= Exercise =
If a line in the records below contains the word "Target", copy it.

------ Material for this exercise ------

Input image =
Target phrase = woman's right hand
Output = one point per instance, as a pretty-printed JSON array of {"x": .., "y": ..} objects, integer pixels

------
------ Material for this exercise ------

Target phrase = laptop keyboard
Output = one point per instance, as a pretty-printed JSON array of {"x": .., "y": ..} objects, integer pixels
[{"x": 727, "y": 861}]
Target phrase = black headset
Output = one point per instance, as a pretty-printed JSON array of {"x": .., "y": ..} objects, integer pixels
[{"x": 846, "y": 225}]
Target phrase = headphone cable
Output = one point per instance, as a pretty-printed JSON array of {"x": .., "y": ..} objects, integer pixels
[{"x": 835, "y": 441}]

------
------ Material for this exercise ------

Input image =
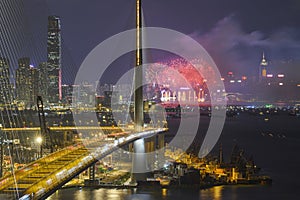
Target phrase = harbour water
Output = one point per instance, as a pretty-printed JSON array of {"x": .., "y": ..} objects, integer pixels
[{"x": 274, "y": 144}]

------

= Expected answer =
Target phrase = woman's right hand
Target phrase = laptop keyboard
Target phrase = black headset
Target phrase = headphone cable
Target phrase = harbour water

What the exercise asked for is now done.